### EXCERPTED TEXT
------------------------------

So take a peek at what's there and what's coming and let me know what you think.
Tuesday, February 14. 2006
I got my OSCON proposal (" I'm 200, You're 200: Codependency in the Age of the Mashup") in under the wire. The theme of the talk is thinking about all the dependencies your web app has -- some you're probably aware of and some you're not -- as well as strategies for minimizing those dependencies and routing around failure.
I've got a bunch of examples I'm planning on talking about (if the talk is accepted), but I'd be interested to hear other folks' experiences in solving related problems -- do you have novel methods for caching information, application or network architecture, code structure, or anything else that helps you layer reliability onto a distributed set of resources not all under your control? Let me know!

------------------------------

(Records pointing to named objects)
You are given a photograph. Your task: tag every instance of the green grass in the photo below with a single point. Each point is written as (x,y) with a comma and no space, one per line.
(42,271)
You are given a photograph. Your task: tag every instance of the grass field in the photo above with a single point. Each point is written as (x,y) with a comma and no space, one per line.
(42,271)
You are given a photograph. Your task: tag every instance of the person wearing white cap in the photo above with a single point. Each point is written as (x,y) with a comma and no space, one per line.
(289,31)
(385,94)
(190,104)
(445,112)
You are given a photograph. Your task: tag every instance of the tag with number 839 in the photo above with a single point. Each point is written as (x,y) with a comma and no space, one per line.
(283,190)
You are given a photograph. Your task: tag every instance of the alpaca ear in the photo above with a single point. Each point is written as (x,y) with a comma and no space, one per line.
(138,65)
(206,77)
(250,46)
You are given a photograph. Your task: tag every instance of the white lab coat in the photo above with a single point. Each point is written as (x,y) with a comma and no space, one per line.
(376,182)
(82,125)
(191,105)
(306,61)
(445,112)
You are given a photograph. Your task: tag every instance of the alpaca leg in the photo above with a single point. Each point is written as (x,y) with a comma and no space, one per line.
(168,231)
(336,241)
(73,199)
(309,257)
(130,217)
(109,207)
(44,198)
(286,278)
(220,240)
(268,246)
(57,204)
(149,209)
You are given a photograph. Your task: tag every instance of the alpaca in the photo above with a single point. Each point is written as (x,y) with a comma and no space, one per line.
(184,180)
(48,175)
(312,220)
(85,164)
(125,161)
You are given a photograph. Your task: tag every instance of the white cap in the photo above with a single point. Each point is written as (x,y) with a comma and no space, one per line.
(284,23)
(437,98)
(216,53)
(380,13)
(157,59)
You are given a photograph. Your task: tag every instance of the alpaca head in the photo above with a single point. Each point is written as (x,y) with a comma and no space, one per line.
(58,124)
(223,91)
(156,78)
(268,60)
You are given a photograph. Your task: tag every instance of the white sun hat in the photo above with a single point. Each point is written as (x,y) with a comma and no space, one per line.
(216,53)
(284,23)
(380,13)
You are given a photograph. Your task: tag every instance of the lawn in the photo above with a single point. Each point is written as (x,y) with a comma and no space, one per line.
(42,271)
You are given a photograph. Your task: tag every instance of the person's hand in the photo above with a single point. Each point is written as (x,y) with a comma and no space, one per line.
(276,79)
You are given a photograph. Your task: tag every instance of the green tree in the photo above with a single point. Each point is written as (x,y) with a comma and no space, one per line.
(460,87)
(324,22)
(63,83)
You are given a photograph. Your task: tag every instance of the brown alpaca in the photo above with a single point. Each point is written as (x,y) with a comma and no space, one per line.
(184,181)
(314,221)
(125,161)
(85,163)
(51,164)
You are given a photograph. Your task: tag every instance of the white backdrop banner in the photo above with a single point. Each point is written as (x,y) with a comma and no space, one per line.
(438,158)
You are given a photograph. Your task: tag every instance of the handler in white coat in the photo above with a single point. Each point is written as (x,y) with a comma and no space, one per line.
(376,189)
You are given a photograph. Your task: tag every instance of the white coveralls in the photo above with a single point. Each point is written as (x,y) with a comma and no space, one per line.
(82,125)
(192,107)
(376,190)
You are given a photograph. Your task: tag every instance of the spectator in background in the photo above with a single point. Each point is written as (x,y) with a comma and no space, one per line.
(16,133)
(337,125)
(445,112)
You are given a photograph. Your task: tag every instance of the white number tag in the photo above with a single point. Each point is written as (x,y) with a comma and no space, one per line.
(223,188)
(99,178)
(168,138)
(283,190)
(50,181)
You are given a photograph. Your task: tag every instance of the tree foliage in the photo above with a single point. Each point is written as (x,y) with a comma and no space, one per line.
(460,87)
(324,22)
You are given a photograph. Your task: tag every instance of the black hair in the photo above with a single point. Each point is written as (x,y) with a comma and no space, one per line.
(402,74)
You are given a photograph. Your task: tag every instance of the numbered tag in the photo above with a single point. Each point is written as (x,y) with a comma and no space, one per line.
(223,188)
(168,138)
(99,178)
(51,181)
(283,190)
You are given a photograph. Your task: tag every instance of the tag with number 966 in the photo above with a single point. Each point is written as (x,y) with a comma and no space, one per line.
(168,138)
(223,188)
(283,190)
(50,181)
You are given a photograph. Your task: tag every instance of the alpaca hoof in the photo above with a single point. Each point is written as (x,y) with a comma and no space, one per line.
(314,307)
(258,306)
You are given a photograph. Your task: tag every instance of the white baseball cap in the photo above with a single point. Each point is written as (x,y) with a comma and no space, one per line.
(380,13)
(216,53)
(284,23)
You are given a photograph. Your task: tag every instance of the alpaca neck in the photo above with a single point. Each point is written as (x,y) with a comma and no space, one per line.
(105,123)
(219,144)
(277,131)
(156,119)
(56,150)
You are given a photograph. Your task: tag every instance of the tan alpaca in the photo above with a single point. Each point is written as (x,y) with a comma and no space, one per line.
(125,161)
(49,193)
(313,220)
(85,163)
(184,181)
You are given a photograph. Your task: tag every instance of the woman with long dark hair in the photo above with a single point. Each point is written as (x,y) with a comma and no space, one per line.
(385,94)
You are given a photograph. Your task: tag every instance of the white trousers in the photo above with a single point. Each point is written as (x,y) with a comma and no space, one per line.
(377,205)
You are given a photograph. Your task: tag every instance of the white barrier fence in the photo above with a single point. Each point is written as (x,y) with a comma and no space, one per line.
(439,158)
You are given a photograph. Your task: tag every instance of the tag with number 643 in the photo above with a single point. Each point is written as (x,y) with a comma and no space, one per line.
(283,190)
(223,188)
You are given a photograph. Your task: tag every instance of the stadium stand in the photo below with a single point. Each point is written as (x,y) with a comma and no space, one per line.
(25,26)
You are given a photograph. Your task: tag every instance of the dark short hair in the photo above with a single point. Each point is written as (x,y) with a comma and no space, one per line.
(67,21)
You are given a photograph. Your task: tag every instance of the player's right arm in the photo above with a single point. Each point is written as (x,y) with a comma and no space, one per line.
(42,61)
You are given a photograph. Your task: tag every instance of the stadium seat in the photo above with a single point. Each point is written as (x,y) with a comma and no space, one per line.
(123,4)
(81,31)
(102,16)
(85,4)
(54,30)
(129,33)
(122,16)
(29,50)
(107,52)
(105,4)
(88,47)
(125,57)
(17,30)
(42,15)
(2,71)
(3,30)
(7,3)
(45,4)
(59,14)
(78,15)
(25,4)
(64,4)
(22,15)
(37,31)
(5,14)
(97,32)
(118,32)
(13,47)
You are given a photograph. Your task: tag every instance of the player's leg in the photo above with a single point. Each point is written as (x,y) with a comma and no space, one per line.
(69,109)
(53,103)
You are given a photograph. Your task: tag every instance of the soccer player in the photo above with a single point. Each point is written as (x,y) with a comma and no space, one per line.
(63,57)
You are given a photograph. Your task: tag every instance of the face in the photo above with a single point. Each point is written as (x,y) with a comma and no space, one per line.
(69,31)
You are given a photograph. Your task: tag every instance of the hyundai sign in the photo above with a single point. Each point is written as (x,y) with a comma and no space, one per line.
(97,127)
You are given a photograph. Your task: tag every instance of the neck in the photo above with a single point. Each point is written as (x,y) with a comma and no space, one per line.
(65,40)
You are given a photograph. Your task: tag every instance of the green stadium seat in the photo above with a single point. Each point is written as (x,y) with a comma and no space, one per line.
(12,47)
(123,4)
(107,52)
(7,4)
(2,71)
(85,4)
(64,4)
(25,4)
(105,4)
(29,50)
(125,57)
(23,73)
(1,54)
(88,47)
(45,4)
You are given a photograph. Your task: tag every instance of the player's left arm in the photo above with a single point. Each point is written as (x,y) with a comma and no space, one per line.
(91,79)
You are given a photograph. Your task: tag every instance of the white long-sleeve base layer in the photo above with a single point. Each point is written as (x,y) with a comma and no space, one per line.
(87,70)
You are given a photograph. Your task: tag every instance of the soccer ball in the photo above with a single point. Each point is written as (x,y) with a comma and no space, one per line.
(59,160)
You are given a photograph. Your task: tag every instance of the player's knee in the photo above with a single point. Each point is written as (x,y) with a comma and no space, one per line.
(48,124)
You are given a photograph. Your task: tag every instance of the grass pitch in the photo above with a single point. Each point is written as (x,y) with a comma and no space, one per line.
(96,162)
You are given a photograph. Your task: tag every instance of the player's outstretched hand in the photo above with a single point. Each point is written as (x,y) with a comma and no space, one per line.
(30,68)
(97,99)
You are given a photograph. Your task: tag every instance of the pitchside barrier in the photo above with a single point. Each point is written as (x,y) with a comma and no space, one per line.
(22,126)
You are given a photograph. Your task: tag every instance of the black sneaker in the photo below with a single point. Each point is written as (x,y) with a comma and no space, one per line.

------------------------------

### WHAT YOU NEED TO DO
(A) Answer these questions about the excerpt, one answer per line, marked the same way:
(i) What is the title of the OSCON proposal?
(ii) What strategies does the talk cover besides thinking about a web app's dependencies?
(iii) What areas does the writer name when asking readers about novel methods?
(B) Copy the stretch of the excerpt from "So take a peek" through "routing around failure.".
The data plays no part in this work.

### SOLUTIONS BELOW
(A)
(i) "I'm 200, You're 200: Codependency in the Age of the Mashup"
(ii) Strategies for minimizing those dependencies and routing around failure
(iii) Caching information, application or network architecture, code structure, or anything else that helps layer reliability onto a distributed set of resources not all under your control

(B)
So take a peek at what's there and what's coming and let me know what you think.
Tuesday, February 14. 2006
I got my OSCON proposal (" I'm 200, You're 200: Codependency in the Age of the Mashup") in under the wire. The theme of the talk is thinking about all the dependencies your web app has -- some you're probably aware of and some you're not -- as well as strategies for minimizing those dependencies and routing around failure.